- Prompt -
Retype the line in which "the bicycle handlebar." appears, then every line after it until the records end. Leave out the pictures.

- Input for this task -
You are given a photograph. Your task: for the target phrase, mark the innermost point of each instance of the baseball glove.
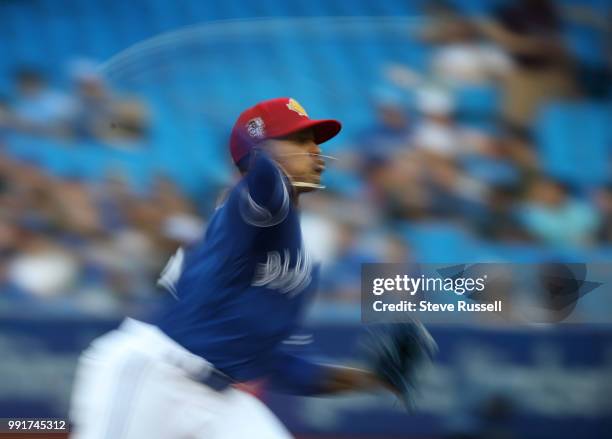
(394, 353)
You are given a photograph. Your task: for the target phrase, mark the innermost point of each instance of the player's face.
(299, 156)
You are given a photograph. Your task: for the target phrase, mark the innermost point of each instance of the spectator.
(38, 108)
(603, 198)
(552, 216)
(99, 113)
(530, 32)
(461, 56)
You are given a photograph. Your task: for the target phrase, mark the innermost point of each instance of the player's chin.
(312, 182)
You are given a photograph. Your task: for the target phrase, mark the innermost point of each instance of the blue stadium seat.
(574, 141)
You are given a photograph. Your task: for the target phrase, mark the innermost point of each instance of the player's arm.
(265, 198)
(298, 375)
(337, 379)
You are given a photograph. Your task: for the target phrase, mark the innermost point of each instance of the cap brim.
(322, 129)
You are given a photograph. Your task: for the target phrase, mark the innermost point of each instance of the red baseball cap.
(276, 118)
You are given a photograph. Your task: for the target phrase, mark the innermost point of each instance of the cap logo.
(294, 105)
(256, 128)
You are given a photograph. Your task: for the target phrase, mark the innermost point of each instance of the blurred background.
(474, 131)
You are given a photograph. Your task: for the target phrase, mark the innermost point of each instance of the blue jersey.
(241, 292)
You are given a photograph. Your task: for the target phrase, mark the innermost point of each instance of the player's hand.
(395, 352)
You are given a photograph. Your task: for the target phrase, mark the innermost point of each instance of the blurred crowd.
(102, 244)
(425, 160)
(420, 161)
(89, 111)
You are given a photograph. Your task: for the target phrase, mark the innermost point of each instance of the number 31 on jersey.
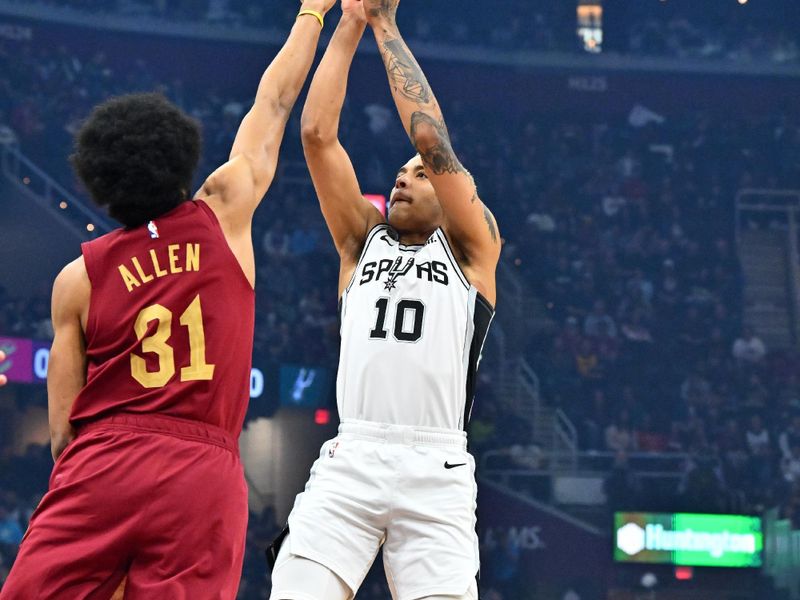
(192, 319)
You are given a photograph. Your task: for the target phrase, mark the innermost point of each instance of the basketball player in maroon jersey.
(149, 371)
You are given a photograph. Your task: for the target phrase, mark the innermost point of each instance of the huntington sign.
(688, 539)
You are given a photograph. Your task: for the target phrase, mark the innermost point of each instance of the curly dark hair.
(137, 154)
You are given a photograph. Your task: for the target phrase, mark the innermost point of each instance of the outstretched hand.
(381, 11)
(354, 9)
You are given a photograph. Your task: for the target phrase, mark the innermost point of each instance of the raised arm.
(237, 187)
(468, 222)
(348, 215)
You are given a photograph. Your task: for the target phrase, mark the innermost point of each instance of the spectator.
(620, 436)
(598, 321)
(790, 437)
(790, 466)
(748, 349)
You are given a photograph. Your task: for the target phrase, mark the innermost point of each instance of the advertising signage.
(696, 540)
(300, 386)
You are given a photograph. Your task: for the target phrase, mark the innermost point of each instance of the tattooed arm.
(348, 215)
(468, 222)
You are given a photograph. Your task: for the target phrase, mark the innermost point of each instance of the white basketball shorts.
(409, 489)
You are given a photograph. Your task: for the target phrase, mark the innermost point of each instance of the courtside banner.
(697, 540)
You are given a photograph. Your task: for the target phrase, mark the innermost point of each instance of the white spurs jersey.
(412, 330)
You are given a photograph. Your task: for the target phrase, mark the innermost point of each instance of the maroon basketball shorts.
(158, 500)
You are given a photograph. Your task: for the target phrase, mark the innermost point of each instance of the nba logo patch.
(153, 229)
(332, 449)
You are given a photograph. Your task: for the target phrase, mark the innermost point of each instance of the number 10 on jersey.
(409, 319)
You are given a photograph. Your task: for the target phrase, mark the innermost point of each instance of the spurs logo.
(398, 270)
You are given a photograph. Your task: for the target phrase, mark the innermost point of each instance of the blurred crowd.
(647, 29)
(622, 229)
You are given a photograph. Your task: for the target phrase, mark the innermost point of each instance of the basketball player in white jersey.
(417, 296)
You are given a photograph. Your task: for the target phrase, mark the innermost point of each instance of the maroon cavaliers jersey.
(170, 328)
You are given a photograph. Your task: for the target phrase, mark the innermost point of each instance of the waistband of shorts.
(173, 426)
(403, 434)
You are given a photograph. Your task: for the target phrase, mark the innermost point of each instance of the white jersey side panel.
(411, 338)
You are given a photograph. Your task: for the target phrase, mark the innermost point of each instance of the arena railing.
(518, 59)
(765, 206)
(544, 474)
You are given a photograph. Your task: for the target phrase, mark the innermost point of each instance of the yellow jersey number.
(192, 319)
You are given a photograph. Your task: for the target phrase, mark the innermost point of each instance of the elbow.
(427, 140)
(313, 134)
(59, 440)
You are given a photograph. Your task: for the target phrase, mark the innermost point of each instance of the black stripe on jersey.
(370, 236)
(482, 319)
(452, 258)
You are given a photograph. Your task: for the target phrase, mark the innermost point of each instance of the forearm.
(284, 78)
(61, 431)
(416, 103)
(323, 108)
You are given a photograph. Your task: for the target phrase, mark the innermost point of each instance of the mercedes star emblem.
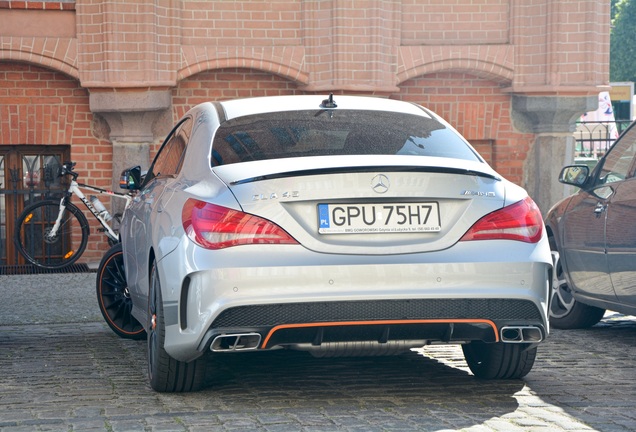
(380, 183)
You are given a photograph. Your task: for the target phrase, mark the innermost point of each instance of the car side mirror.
(575, 175)
(130, 178)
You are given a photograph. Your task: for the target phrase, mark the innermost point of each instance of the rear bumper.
(404, 300)
(404, 323)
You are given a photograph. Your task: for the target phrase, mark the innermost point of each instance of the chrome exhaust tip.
(235, 342)
(521, 334)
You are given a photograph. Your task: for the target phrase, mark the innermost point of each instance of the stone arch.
(56, 54)
(485, 62)
(286, 62)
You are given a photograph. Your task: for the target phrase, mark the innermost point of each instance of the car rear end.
(368, 227)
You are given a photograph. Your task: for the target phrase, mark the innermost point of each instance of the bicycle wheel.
(113, 297)
(33, 241)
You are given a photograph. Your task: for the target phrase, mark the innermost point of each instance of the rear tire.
(113, 297)
(565, 311)
(499, 360)
(167, 374)
(36, 220)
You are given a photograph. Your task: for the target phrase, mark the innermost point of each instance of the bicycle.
(53, 234)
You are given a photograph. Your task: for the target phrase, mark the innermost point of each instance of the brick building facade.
(101, 81)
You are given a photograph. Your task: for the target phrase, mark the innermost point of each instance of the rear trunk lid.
(367, 204)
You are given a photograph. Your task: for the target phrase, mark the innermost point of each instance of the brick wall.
(479, 110)
(42, 107)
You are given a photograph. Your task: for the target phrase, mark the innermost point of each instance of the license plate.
(378, 218)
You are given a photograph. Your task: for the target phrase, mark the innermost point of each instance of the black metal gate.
(27, 174)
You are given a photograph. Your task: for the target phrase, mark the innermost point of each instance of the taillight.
(520, 221)
(215, 227)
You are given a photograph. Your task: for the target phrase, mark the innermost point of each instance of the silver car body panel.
(198, 284)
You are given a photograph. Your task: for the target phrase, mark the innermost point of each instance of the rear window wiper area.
(374, 169)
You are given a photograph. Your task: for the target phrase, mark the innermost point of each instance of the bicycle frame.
(74, 189)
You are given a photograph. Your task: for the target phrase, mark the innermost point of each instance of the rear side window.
(325, 133)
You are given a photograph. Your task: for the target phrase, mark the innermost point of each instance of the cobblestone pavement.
(62, 369)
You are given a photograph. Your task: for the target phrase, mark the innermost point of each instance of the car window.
(618, 164)
(170, 156)
(340, 132)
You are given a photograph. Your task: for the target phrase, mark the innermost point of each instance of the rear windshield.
(338, 132)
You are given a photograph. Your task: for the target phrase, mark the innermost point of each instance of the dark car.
(593, 239)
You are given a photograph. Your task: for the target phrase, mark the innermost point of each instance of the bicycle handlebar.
(67, 169)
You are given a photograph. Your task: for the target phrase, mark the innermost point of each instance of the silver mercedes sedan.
(337, 225)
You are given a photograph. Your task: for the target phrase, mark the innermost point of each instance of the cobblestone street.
(62, 369)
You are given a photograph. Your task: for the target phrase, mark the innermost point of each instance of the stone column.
(553, 120)
(135, 118)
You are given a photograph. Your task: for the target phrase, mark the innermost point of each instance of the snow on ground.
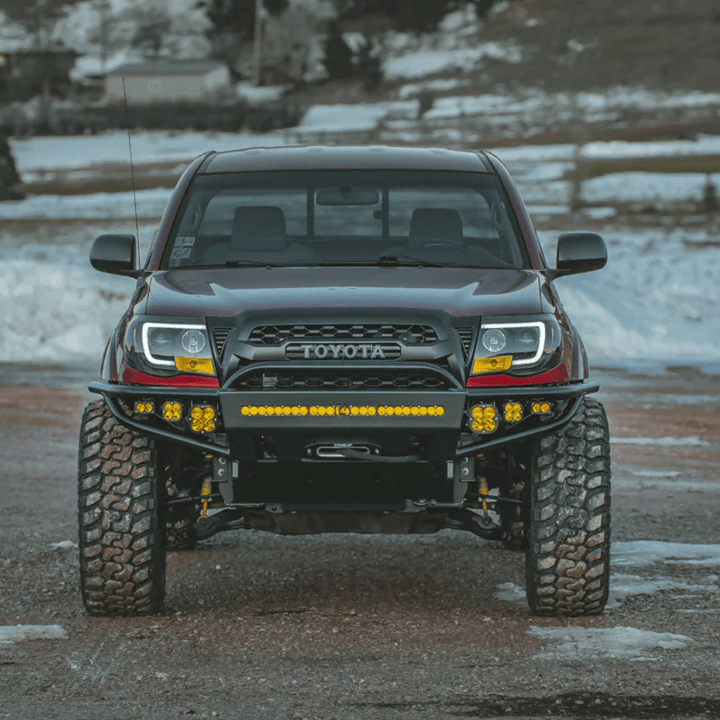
(656, 298)
(625, 586)
(667, 441)
(438, 85)
(638, 187)
(640, 553)
(533, 105)
(353, 118)
(14, 633)
(81, 151)
(623, 643)
(428, 62)
(150, 204)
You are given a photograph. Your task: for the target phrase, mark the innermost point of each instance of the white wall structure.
(168, 81)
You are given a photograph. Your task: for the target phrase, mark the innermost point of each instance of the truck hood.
(459, 292)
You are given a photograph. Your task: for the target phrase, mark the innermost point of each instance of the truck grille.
(385, 379)
(220, 336)
(279, 334)
(466, 337)
(348, 351)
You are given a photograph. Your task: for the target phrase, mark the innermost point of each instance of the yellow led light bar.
(483, 419)
(541, 407)
(172, 411)
(201, 365)
(494, 364)
(202, 418)
(346, 410)
(513, 412)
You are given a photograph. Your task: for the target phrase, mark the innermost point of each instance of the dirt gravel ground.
(261, 626)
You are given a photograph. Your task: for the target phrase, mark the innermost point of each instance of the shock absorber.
(483, 492)
(205, 495)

- Answer to this task -
You are given a photograph. Your task: for the target phrase, mark the innermost point of each instance of the bicycle handlebar.
(67, 169)
You are given a photograph. Your task: for the target phrase, mark the innermost point of each instance of the silver mercedes sedan.
(337, 225)
You are given a photograph. Your task: for the target phrase, mark the innermost point of each instance of the cobblestone street.
(62, 369)
You are given a photograph. Your task: for the target phrase, mark the innermost point of each instance of the stone column.
(553, 120)
(135, 118)
You are given a photograph. Your task: for the target phrase, mark the innermost point of each instance of the snow on ground.
(656, 298)
(625, 586)
(667, 441)
(438, 85)
(638, 187)
(640, 553)
(533, 105)
(353, 118)
(14, 633)
(81, 151)
(623, 643)
(428, 62)
(150, 204)
You are given a photograph. Your task: for the target phrase, mark the innermost point of each instance of the white wall structure.
(168, 81)
You are given a photograph. Your task: for the target phrase, mark the innermost point of each instance of the truck hood.
(459, 292)
You are given a photograph. Your task: for the target phrase, mark the innermost point of each instance of the truck grille.
(385, 379)
(220, 336)
(279, 334)
(466, 337)
(348, 351)
You are given a photograph. Your task: for the target phrase, mark the innermost point of each instance of the yellow led light bar.
(483, 419)
(541, 407)
(172, 411)
(201, 365)
(494, 364)
(202, 418)
(346, 410)
(513, 412)
You are given a photograph. Your task: for the target phrase, mark the innermost point of each instance of the dirt gravel ground.
(261, 626)
You are given a photograph. Your task: for the target phrase, mark the innermost point of each instance of the shock absorber.
(483, 492)
(205, 495)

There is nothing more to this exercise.